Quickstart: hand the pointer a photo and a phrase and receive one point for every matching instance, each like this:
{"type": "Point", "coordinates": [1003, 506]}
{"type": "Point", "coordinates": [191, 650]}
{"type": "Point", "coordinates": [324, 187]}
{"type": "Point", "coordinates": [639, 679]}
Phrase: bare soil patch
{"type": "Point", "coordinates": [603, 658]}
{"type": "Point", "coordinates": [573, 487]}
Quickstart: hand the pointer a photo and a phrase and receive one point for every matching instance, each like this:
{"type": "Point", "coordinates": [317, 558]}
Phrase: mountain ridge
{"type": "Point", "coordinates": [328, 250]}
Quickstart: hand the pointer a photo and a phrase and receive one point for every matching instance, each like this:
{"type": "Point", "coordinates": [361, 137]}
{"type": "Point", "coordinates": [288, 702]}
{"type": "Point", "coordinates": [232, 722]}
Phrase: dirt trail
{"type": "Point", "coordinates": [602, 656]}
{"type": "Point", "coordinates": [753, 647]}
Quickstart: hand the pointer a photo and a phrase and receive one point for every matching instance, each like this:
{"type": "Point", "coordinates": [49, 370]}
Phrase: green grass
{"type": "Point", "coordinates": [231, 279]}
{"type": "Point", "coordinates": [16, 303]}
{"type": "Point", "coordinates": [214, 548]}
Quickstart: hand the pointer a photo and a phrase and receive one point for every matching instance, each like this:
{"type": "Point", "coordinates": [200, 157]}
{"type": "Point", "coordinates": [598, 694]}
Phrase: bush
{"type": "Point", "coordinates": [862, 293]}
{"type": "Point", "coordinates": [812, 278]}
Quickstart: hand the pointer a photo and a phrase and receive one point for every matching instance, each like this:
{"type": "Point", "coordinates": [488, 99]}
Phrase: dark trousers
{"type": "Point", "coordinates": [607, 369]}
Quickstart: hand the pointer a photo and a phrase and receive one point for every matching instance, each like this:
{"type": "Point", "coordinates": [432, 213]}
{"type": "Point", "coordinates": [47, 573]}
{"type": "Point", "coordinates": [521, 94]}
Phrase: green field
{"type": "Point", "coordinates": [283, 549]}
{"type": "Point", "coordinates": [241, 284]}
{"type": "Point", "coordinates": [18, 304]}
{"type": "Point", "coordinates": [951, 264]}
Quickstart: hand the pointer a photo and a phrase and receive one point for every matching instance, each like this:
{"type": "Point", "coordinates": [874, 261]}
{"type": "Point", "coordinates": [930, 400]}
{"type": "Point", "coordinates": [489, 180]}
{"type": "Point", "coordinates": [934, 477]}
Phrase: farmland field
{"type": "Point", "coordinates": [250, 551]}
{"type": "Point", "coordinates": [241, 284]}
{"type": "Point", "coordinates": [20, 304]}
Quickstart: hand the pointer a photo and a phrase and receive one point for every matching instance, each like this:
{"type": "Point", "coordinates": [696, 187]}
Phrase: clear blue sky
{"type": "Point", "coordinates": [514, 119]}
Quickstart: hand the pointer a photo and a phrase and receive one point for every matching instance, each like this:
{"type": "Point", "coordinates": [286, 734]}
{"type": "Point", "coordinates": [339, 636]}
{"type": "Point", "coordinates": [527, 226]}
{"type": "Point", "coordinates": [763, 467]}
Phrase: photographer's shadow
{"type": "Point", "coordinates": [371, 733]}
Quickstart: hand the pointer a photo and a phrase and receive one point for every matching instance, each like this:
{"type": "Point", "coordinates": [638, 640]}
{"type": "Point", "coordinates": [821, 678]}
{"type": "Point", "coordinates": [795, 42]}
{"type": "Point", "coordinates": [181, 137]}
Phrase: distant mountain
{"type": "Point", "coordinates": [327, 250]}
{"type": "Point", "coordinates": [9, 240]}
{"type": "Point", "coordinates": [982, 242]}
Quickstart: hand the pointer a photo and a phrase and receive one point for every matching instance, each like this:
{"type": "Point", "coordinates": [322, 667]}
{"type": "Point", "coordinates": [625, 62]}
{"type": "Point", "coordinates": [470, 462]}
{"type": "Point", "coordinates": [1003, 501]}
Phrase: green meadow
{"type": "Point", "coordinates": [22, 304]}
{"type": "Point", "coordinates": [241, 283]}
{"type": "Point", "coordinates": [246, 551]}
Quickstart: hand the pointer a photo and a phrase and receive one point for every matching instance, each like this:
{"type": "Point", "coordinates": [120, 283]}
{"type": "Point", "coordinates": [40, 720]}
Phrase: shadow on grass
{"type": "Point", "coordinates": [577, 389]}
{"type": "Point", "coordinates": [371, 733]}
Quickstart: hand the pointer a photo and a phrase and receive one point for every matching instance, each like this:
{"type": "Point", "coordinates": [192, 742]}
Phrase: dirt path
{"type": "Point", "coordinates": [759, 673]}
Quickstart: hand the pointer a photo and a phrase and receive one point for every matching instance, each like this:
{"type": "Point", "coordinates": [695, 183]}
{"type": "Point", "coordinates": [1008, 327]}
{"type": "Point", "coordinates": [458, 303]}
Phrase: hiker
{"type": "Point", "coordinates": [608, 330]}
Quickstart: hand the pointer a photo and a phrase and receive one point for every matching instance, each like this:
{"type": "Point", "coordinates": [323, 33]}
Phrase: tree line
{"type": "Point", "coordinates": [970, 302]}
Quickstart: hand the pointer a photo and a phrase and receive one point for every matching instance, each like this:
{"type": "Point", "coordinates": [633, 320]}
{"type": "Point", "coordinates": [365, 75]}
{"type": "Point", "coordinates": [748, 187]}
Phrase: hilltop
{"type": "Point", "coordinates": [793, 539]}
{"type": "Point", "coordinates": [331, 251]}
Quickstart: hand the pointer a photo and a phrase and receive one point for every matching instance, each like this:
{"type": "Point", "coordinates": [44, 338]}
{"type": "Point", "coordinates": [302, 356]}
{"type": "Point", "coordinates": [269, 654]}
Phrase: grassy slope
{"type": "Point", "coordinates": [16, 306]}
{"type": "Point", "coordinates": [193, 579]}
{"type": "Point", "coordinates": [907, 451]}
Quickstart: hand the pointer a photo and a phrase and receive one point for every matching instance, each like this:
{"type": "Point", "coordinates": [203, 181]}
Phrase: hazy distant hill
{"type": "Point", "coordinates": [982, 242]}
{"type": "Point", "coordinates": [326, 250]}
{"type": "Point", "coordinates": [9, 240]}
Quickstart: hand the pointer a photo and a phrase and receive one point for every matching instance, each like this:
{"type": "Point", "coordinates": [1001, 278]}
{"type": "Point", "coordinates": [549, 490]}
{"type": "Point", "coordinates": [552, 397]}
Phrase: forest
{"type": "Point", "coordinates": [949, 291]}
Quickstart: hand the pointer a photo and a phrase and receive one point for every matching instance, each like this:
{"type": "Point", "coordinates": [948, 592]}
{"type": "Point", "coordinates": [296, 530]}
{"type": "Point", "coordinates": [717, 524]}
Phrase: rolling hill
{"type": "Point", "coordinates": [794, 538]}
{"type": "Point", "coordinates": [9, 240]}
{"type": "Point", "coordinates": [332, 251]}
..............................
WHAT IS NEEDED: Retype the complete listing verbatim.

WRITTEN SOLUTION:
Quickstart: hand the pointer a photo and a phrase and receive one point for every matching instance, each like this:
{"type": "Point", "coordinates": [1003, 506]}
{"type": "Point", "coordinates": [191, 650]}
{"type": "Point", "coordinates": [324, 187]}
{"type": "Point", "coordinates": [639, 679]}
Phrase: bare soil patch
{"type": "Point", "coordinates": [603, 658]}
{"type": "Point", "coordinates": [573, 487]}
Quickstart: hand the pointer a photo and a phrase and receive one point for every matching instance, each like this:
{"type": "Point", "coordinates": [317, 558]}
Phrase: mountain ridge
{"type": "Point", "coordinates": [328, 250]}
Quickstart: hand the pointer a photo and a phrase and receive one point for every matching instance, each like this:
{"type": "Point", "coordinates": [361, 137]}
{"type": "Point", "coordinates": [288, 702]}
{"type": "Point", "coordinates": [232, 722]}
Phrase: dirt trail
{"type": "Point", "coordinates": [602, 656]}
{"type": "Point", "coordinates": [753, 647]}
Quickstart: hand the pointer a photo and a phrase and receive one point for every matching instance, each like this:
{"type": "Point", "coordinates": [49, 370]}
Phrase: green grass
{"type": "Point", "coordinates": [231, 279]}
{"type": "Point", "coordinates": [16, 303]}
{"type": "Point", "coordinates": [214, 548]}
Quickstart: hand the pointer a photo and a phrase and receive one point for every matching instance, each like this:
{"type": "Point", "coordinates": [200, 157]}
{"type": "Point", "coordinates": [598, 694]}
Phrase: bush
{"type": "Point", "coordinates": [862, 293]}
{"type": "Point", "coordinates": [812, 278]}
Quickstart: hand the pointer a photo and a phrase and receive one point for every matching instance, each like this:
{"type": "Point", "coordinates": [488, 99]}
Phrase: dark trousers
{"type": "Point", "coordinates": [607, 369]}
Quickstart: hand the pointer a photo and a phrase and receive one point for every matching instance, each like this:
{"type": "Point", "coordinates": [432, 213]}
{"type": "Point", "coordinates": [47, 573]}
{"type": "Point", "coordinates": [521, 94]}
Phrase: green field
{"type": "Point", "coordinates": [283, 549]}
{"type": "Point", "coordinates": [241, 284]}
{"type": "Point", "coordinates": [18, 304]}
{"type": "Point", "coordinates": [951, 264]}
Quickstart: hand the pointer a photo and a phrase and receive one point for every matching instance, each like this:
{"type": "Point", "coordinates": [874, 261]}
{"type": "Point", "coordinates": [930, 400]}
{"type": "Point", "coordinates": [489, 180]}
{"type": "Point", "coordinates": [934, 477]}
Phrase: farmland field
{"type": "Point", "coordinates": [250, 551]}
{"type": "Point", "coordinates": [241, 284]}
{"type": "Point", "coordinates": [20, 304]}
Quickstart: hand the pointer a photo and a phrase and receive one point for every matching instance, each like this:
{"type": "Point", "coordinates": [696, 187]}
Phrase: clear blue sky
{"type": "Point", "coordinates": [514, 119]}
Quickstart: hand the pointer a photo and a phrase and receive one point for every matching instance, each like this:
{"type": "Point", "coordinates": [286, 734]}
{"type": "Point", "coordinates": [339, 636]}
{"type": "Point", "coordinates": [527, 226]}
{"type": "Point", "coordinates": [763, 467]}
Phrase: photographer's shadow
{"type": "Point", "coordinates": [371, 733]}
Quickstart: hand the pointer a photo and a phrase and receive one point for every matching instance, each like this:
{"type": "Point", "coordinates": [638, 640]}
{"type": "Point", "coordinates": [821, 678]}
{"type": "Point", "coordinates": [795, 42]}
{"type": "Point", "coordinates": [181, 137]}
Phrase: distant mountain
{"type": "Point", "coordinates": [327, 250]}
{"type": "Point", "coordinates": [9, 240]}
{"type": "Point", "coordinates": [982, 242]}
Quickstart: hand the pointer a photo and a phrase and receive one point for every matching instance, each like this:
{"type": "Point", "coordinates": [322, 667]}
{"type": "Point", "coordinates": [625, 62]}
{"type": "Point", "coordinates": [470, 462]}
{"type": "Point", "coordinates": [1003, 501]}
Phrase: green meadow
{"type": "Point", "coordinates": [22, 304]}
{"type": "Point", "coordinates": [241, 283]}
{"type": "Point", "coordinates": [246, 551]}
Quickstart: hand the pointer a photo and a phrase and receive one point for every matching instance, each like this:
{"type": "Point", "coordinates": [120, 283]}
{"type": "Point", "coordinates": [40, 720]}
Phrase: shadow on grass
{"type": "Point", "coordinates": [577, 389]}
{"type": "Point", "coordinates": [371, 733]}
Quickstart: hand the pointer a photo and a phrase and receive one point for every matching instance, each like this:
{"type": "Point", "coordinates": [192, 742]}
Phrase: dirt path
{"type": "Point", "coordinates": [759, 673]}
Quickstart: hand the pointer a photo and a phrase and receive one point for every matching instance, each like this:
{"type": "Point", "coordinates": [695, 183]}
{"type": "Point", "coordinates": [1008, 327]}
{"type": "Point", "coordinates": [458, 303]}
Phrase: hiker
{"type": "Point", "coordinates": [608, 330]}
Quickstart: hand the pointer a photo and a phrase and receive one point for every matching instance, each like this:
{"type": "Point", "coordinates": [323, 33]}
Phrase: tree line
{"type": "Point", "coordinates": [970, 302]}
Quickstart: hand the pointer a photo and a phrase and receive one point for every matching instance, each like this:
{"type": "Point", "coordinates": [633, 320]}
{"type": "Point", "coordinates": [365, 75]}
{"type": "Point", "coordinates": [748, 187]}
Phrase: hilltop
{"type": "Point", "coordinates": [793, 539]}
{"type": "Point", "coordinates": [331, 251]}
Quickstart: hand the pointer a photo and a phrase and receive one point for every matching instance, each like this:
{"type": "Point", "coordinates": [44, 338]}
{"type": "Point", "coordinates": [302, 356]}
{"type": "Point", "coordinates": [269, 654]}
Phrase: grassy slope
{"type": "Point", "coordinates": [16, 306]}
{"type": "Point", "coordinates": [193, 579]}
{"type": "Point", "coordinates": [907, 451]}
Quickstart: hand the pointer a photo and a phrase and receive one point for every matching instance, each like this:
{"type": "Point", "coordinates": [203, 181]}
Phrase: hazy distant hill
{"type": "Point", "coordinates": [982, 242]}
{"type": "Point", "coordinates": [326, 250]}
{"type": "Point", "coordinates": [9, 240]}
Quickstart: hand the pointer a photo and a phrase and receive one point for every matching instance, each like this:
{"type": "Point", "coordinates": [1001, 278]}
{"type": "Point", "coordinates": [549, 490]}
{"type": "Point", "coordinates": [552, 397]}
Phrase: forest
{"type": "Point", "coordinates": [949, 291]}
Quickstart: hand the pointer a photo and a phrase and receive one point for every matching instance, each like this:
{"type": "Point", "coordinates": [948, 592]}
{"type": "Point", "coordinates": [296, 530]}
{"type": "Point", "coordinates": [717, 524]}
Phrase: rolling hill
{"type": "Point", "coordinates": [794, 538]}
{"type": "Point", "coordinates": [9, 240]}
{"type": "Point", "coordinates": [332, 251]}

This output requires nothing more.